Reply Sat 17 Apr, 2010 10:50 am
@Reconstructo,
Quote:

6.363 The procedure of induction consists in accepting as true the simplest law that can be reconciled with our experiences.
6.3631 This procedure, however, has no logical justification but only a psychological one. It is clear that there are no grounds for believing that the simplest eventuality will in fact be realized.
6.36311 It is an hypothesis that the sun will rise tomorrow: and this means that we do not know whether it will rise.
6.37 There is no compulsion making one thing happen because another has happened. The only necessity that exists is logical necessity.
6.371 The whole modern conception of the world is founded on the illusion that the so-called laws of nature are the explanations of natural phenomena.
6.372 Thus people today stop at the laws of nature, treating them as something inviolable, just as God and Fate were treated in past ages. And in fact both are right and both wrong: though the view of the ancients is clearer in so far as they have a clear and acknowledged terminus, while the modern system tries to make it look as if everything were explained.

By logical necessity, I think he can only mean transcendental logic. I completely agree that science does not explain, not ultimately. It describes relations, tendencies. It doesn't tell us why. Of course Kant had a good point, that causality is a tricky thing to apply to the whole. We also find some Hume here.

» Entries supplied:
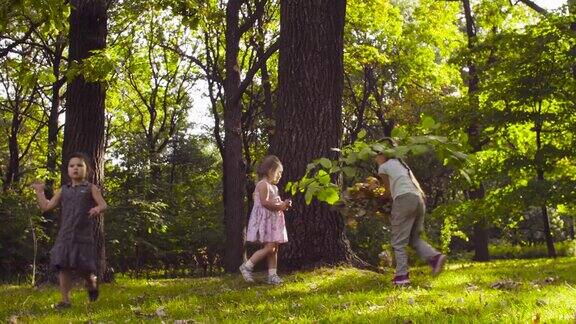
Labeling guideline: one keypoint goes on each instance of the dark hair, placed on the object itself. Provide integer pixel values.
(85, 159)
(271, 162)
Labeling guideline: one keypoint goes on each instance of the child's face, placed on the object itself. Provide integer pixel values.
(77, 169)
(379, 159)
(275, 174)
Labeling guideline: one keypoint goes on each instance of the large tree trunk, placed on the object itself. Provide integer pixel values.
(53, 127)
(234, 166)
(480, 234)
(85, 102)
(309, 124)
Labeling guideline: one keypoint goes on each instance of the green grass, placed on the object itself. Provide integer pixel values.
(500, 291)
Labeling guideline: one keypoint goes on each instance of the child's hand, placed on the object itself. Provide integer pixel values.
(287, 204)
(95, 211)
(38, 186)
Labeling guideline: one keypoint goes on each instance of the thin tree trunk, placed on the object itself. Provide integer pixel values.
(309, 124)
(480, 234)
(13, 169)
(85, 102)
(234, 167)
(53, 127)
(540, 176)
(572, 11)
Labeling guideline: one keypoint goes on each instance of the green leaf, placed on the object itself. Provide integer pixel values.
(326, 163)
(349, 172)
(428, 123)
(419, 149)
(351, 159)
(323, 177)
(310, 166)
(332, 195)
(399, 132)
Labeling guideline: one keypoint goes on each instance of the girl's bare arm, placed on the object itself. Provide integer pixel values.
(101, 205)
(265, 199)
(43, 203)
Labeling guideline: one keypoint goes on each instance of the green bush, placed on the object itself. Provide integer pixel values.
(530, 251)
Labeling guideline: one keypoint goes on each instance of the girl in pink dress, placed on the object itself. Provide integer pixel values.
(266, 224)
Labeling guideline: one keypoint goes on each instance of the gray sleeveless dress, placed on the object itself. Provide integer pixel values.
(75, 248)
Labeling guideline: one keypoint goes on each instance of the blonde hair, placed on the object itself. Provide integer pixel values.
(269, 163)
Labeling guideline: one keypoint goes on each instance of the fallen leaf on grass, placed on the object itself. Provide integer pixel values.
(160, 312)
(507, 284)
(471, 287)
(374, 308)
(541, 302)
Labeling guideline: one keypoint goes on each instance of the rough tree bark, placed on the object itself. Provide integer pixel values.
(309, 124)
(85, 102)
(480, 230)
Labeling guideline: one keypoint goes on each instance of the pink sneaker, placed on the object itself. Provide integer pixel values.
(401, 280)
(437, 263)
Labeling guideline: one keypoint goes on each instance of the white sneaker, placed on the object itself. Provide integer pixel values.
(274, 280)
(246, 273)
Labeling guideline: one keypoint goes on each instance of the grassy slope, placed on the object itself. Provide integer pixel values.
(528, 289)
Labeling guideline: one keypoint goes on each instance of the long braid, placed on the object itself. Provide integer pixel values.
(413, 178)
(415, 182)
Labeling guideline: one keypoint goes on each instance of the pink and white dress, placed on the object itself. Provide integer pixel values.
(266, 226)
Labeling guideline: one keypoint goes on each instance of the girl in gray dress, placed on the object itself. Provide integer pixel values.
(74, 249)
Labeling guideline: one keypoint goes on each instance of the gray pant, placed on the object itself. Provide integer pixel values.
(407, 220)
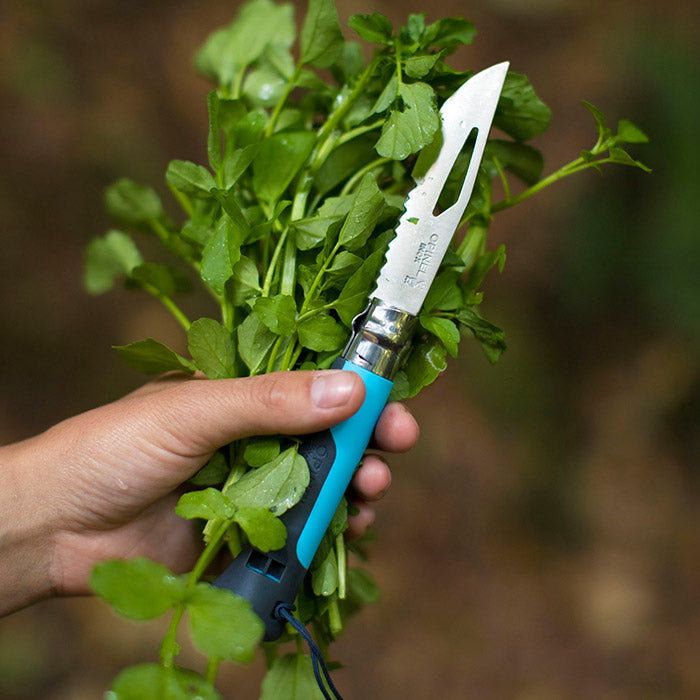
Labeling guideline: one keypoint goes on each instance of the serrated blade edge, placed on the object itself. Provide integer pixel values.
(415, 253)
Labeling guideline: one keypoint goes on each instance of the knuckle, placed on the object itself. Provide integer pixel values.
(271, 393)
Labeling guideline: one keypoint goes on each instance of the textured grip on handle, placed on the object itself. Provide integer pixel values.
(266, 579)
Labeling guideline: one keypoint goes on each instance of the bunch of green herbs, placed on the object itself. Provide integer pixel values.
(286, 227)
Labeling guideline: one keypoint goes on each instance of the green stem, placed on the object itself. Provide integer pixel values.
(212, 669)
(269, 275)
(334, 119)
(238, 82)
(358, 131)
(342, 565)
(287, 359)
(169, 647)
(170, 305)
(280, 105)
(183, 200)
(317, 279)
(270, 655)
(273, 354)
(473, 244)
(502, 175)
(334, 619)
(362, 172)
(575, 166)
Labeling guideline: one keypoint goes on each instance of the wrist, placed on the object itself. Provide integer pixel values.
(25, 531)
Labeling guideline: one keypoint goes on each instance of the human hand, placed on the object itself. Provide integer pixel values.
(105, 483)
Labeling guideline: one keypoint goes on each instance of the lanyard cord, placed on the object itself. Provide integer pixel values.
(284, 611)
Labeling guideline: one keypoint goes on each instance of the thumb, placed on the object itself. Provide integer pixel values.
(195, 417)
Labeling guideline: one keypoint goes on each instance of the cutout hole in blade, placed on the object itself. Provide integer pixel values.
(452, 188)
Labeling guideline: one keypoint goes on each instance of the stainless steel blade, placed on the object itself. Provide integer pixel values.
(415, 254)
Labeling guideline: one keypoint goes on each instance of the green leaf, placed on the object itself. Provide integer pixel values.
(425, 362)
(236, 163)
(221, 253)
(223, 624)
(261, 450)
(312, 233)
(278, 313)
(520, 112)
(259, 24)
(108, 257)
(265, 530)
(410, 126)
(133, 204)
(450, 32)
(420, 66)
(151, 357)
(362, 586)
(490, 337)
(339, 522)
(345, 161)
(279, 159)
(212, 348)
(620, 156)
(207, 504)
(276, 486)
(444, 329)
(214, 136)
(344, 264)
(444, 293)
(264, 86)
(321, 38)
(154, 682)
(291, 677)
(375, 28)
(255, 340)
(367, 208)
(322, 333)
(627, 132)
(353, 297)
(189, 178)
(151, 589)
(387, 96)
(520, 159)
(213, 472)
(324, 574)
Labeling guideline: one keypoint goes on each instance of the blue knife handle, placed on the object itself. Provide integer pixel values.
(267, 579)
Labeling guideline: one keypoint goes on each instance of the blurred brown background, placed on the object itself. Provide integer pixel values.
(542, 542)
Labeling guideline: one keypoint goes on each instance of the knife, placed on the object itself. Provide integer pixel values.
(374, 351)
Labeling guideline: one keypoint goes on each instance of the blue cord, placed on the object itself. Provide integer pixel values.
(284, 611)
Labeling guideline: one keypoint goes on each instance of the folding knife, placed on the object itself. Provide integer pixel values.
(374, 351)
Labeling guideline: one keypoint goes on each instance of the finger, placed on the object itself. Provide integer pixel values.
(358, 523)
(193, 418)
(397, 430)
(372, 480)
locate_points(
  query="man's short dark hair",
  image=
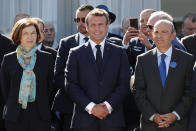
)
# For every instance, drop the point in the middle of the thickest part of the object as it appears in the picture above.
(98, 12)
(191, 16)
(85, 7)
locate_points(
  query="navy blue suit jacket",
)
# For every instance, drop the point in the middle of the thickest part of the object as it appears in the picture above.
(84, 85)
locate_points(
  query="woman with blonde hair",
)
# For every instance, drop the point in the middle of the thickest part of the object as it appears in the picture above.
(26, 80)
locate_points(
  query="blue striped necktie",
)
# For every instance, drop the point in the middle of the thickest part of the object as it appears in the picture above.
(162, 69)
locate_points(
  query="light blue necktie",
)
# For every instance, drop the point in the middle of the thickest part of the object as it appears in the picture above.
(162, 69)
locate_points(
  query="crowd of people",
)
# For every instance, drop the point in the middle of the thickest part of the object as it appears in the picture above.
(95, 80)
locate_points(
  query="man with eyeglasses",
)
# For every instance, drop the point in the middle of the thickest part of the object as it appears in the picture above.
(162, 82)
(63, 105)
(161, 15)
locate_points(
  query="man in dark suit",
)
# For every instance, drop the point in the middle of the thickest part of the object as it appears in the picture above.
(6, 47)
(189, 43)
(112, 18)
(137, 40)
(63, 105)
(162, 81)
(97, 78)
(41, 46)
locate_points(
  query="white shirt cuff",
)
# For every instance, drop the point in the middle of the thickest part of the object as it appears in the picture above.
(178, 117)
(151, 118)
(109, 107)
(89, 107)
(125, 46)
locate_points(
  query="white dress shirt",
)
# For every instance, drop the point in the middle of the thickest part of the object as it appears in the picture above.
(39, 46)
(168, 54)
(90, 106)
(81, 38)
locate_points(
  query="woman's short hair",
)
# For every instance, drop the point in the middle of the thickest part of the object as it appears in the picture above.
(20, 25)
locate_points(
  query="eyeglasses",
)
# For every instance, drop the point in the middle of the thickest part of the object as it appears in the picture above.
(77, 20)
(150, 26)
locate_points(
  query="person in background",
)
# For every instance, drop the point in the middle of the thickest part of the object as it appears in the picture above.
(20, 16)
(63, 104)
(188, 25)
(138, 43)
(49, 35)
(26, 80)
(112, 18)
(41, 46)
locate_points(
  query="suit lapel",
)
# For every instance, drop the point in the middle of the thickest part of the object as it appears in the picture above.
(90, 56)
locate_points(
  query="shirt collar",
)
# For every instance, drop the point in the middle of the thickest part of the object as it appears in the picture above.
(168, 53)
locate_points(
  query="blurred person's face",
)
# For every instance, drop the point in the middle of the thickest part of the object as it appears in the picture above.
(125, 25)
(150, 26)
(80, 21)
(41, 28)
(189, 27)
(28, 37)
(97, 28)
(19, 17)
(163, 35)
(49, 32)
(143, 22)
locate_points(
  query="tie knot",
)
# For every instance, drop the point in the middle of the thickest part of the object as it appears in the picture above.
(86, 39)
(163, 56)
(98, 47)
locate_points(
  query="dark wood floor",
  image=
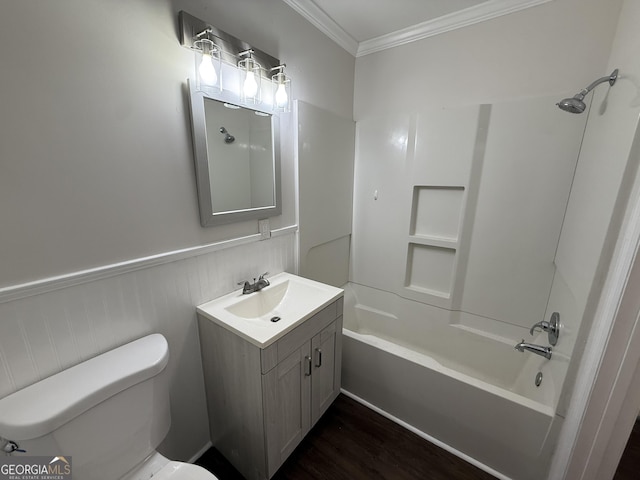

» Your tasks:
A - According to the post on induction, why is the view of the ancients clearer than the modern one? Answer in one to three sentences.
B - Print the part of the post on induction that opens with the words containing "6.371 The whole" and closes with "of natural phenomena.".
C - Write what comes next in the post on induction, picking up after its last sentence.

» Responses:
A - The view of the ancients is clearer because they had a clear and acknowledged terminus in God and Fate. The modern system, which stops at the laws of nature, instead tries to make it look as if everything were explained.

B -
6.371 The whole modern conception of the world is founded on the illusion that the so-called laws of nature are the explanations of natural phenomena.

C -
Tiny enough creatures on a large enough sphere would think they lived on an infinite plane. And creatures whose concept systems are systems of distinctions can easily....
 
kennethamy
 
Reply Sat 17 Apr, 2010 10:55 am
@Reconstructo,
Reconstructo;153217 wrote:
By logical necessity, I think he can only mean transcendental logic. Tiny enough creatures on a large enough sphere would think they lived on an infinite plane.


Mean what by transcendent logic? And how can people mean anything by logical necessity? What does not mean? We are tiny creatures and we do not think we live on an infinite plane. At least I don't,
 
Reconstructo
 
Reply Sat 17 Apr, 2010 11:01 am
@Reconstructo,
Quote:

6.4321 The facts all contribute only to setting the problem, not to its solution.
6.44 It is not how things are in the world that is mystical, but that it exists.
6.45 To view the world sub specie aeterni is to view it as a whole-a limited whole. Feeling the world as a limited whole-it is this that is mystical.
A limited whole. Sounds like monism. Or nonism. Also the mystical is presented as a feeling.
Let me say again: I admit I am twisting W to my purposes. He's an influence, not an idol.

---------- Post added 04-17-2010 at 12:13 PM ----------

Quote:

6.53 The correct method in philosophy would really be the following: to say nothing except what can be said, i.e. propositions of natural science-i.e. something that has nothing to do with philosophy-and then, whenever someone else wanted to say something metaphysical, to demonstrate to him that he had failed to give a meaning to certain signs in his propositions. Although it would not be satisfying to the other person-he would not have the feeling that we were teaching him philosophy-this method would be the only strictly correct one.
6.54 My propositions are elucidatory in this way: he who understands me finally recognizes them as senseless, when he has climbed out through them, on them, over them. (He must so to speak throw away the ladder, after he has climbed up on it.) He must transcend these propositions, and then he will see the world aright.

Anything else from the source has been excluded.